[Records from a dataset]
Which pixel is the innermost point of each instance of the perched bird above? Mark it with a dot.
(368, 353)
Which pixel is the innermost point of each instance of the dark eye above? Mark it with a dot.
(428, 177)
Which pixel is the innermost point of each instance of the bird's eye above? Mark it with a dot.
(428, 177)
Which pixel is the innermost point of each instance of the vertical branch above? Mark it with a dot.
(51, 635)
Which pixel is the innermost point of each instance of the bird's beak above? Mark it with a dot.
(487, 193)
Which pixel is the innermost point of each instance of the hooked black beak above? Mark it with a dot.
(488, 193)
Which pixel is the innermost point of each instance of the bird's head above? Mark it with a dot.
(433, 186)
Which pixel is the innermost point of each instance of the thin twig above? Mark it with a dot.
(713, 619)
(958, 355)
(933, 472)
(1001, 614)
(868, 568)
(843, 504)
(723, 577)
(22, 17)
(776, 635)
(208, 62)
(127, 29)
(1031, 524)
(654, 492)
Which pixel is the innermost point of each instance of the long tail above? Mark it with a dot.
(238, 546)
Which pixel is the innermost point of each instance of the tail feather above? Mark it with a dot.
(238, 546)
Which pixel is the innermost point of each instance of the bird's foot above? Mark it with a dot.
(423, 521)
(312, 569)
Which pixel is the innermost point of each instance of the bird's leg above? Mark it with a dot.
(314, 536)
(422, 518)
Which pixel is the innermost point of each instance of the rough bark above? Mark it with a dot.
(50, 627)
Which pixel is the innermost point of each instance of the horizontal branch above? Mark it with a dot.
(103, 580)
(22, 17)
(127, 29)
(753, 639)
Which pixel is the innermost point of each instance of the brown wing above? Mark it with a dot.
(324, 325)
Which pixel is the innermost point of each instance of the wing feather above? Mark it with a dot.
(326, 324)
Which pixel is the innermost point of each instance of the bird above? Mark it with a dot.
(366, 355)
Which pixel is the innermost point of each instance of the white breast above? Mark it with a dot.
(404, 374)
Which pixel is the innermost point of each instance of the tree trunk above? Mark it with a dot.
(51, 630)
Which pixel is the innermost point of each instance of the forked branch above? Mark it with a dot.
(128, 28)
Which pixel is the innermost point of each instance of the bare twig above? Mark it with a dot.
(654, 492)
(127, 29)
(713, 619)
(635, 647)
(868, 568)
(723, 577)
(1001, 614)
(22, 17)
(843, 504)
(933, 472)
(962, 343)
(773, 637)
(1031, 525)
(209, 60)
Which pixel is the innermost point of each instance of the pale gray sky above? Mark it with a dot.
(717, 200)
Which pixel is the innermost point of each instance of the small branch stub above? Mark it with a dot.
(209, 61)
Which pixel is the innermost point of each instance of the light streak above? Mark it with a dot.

§ Work instructions: Nothing but the lines from the one with "stub above? Mark it with a dot." through the last line of the records above should be retyped, and those word for word.

§ Solution:
Which pixel is the innermost point of each instance of the small branch stub above? Mark it with a dot.
(209, 61)
Which pixel is the innermost point of each instance of the light streak above? Mark it with a dot.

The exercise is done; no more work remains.